[Dataset entries]
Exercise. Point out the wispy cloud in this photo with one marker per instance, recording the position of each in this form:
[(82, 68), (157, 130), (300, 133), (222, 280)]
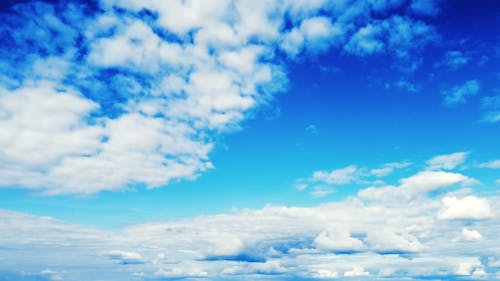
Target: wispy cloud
[(461, 93), (122, 94), (447, 161), (445, 235)]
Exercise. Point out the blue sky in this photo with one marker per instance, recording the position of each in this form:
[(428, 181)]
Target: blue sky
[(161, 140)]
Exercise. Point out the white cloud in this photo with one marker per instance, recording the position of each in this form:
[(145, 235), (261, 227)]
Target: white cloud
[(447, 161), (129, 99), (414, 186), (469, 207), (125, 257), (337, 241), (495, 164), (460, 93), (454, 60), (389, 168), (323, 241), (340, 176), (425, 7), (470, 235), (356, 271), (179, 273)]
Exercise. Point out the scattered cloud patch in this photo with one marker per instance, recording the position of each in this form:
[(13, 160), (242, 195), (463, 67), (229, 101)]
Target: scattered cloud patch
[(312, 129), (131, 94), (494, 164), (469, 207), (415, 186), (447, 161), (470, 235), (453, 60), (461, 93), (125, 257), (340, 176), (356, 272), (389, 168)]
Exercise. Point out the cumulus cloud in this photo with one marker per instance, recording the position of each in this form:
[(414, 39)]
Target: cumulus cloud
[(125, 257), (470, 235), (389, 168), (447, 161), (348, 238), (469, 207), (340, 176), (454, 60), (132, 93), (494, 164), (461, 93), (414, 186), (356, 271)]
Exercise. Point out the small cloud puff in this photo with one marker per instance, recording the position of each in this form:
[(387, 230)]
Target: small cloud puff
[(469, 207)]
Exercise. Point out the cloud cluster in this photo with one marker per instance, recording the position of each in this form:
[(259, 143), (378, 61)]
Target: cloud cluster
[(122, 93), (452, 235)]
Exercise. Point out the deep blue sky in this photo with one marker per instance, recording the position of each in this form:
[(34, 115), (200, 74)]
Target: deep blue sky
[(360, 116)]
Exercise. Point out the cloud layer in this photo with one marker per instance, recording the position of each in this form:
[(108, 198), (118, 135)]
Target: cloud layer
[(123, 93), (408, 233)]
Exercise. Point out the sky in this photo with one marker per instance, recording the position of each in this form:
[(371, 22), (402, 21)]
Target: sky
[(249, 140)]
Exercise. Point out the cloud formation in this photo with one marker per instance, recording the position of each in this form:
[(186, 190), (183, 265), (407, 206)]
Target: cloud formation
[(132, 94), (428, 236)]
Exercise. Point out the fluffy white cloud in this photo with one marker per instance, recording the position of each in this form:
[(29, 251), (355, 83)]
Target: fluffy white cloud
[(470, 235), (447, 161), (337, 241), (469, 207), (388, 168), (356, 271), (345, 238), (414, 186), (125, 257), (340, 176), (495, 164), (134, 93)]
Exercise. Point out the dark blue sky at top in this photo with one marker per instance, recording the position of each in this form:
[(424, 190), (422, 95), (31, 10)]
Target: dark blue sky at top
[(362, 118)]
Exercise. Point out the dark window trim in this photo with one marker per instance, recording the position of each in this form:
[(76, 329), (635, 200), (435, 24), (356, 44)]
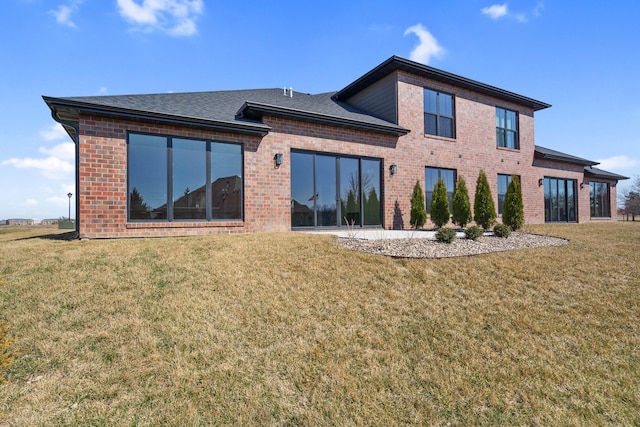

▸ **TASK ITEM**
Reproduce, character for character, only the lines of the preceding data that start at the line with "Exercise. Point out the sky" and end at the line with "[(29, 251), (355, 83)]", both included.

▸ **WRITTEN ANSWER**
Exercise. Point out the sky in this photo with one marker per instance, recording the position of each in this form:
[(371, 22), (402, 21)]
Target: sky
[(249, 140)]
Exercise. Point out the cloud formation in this photo with one marker per instance, recording the position of each in this form:
[(186, 190), (183, 265), (407, 206)]
Target: cloud formation
[(132, 94), (428, 236)]
Exercise. Point out the fluffy white cloud in this photo with one marker per instance, recording the position of each in this form:
[(29, 251), (355, 83)]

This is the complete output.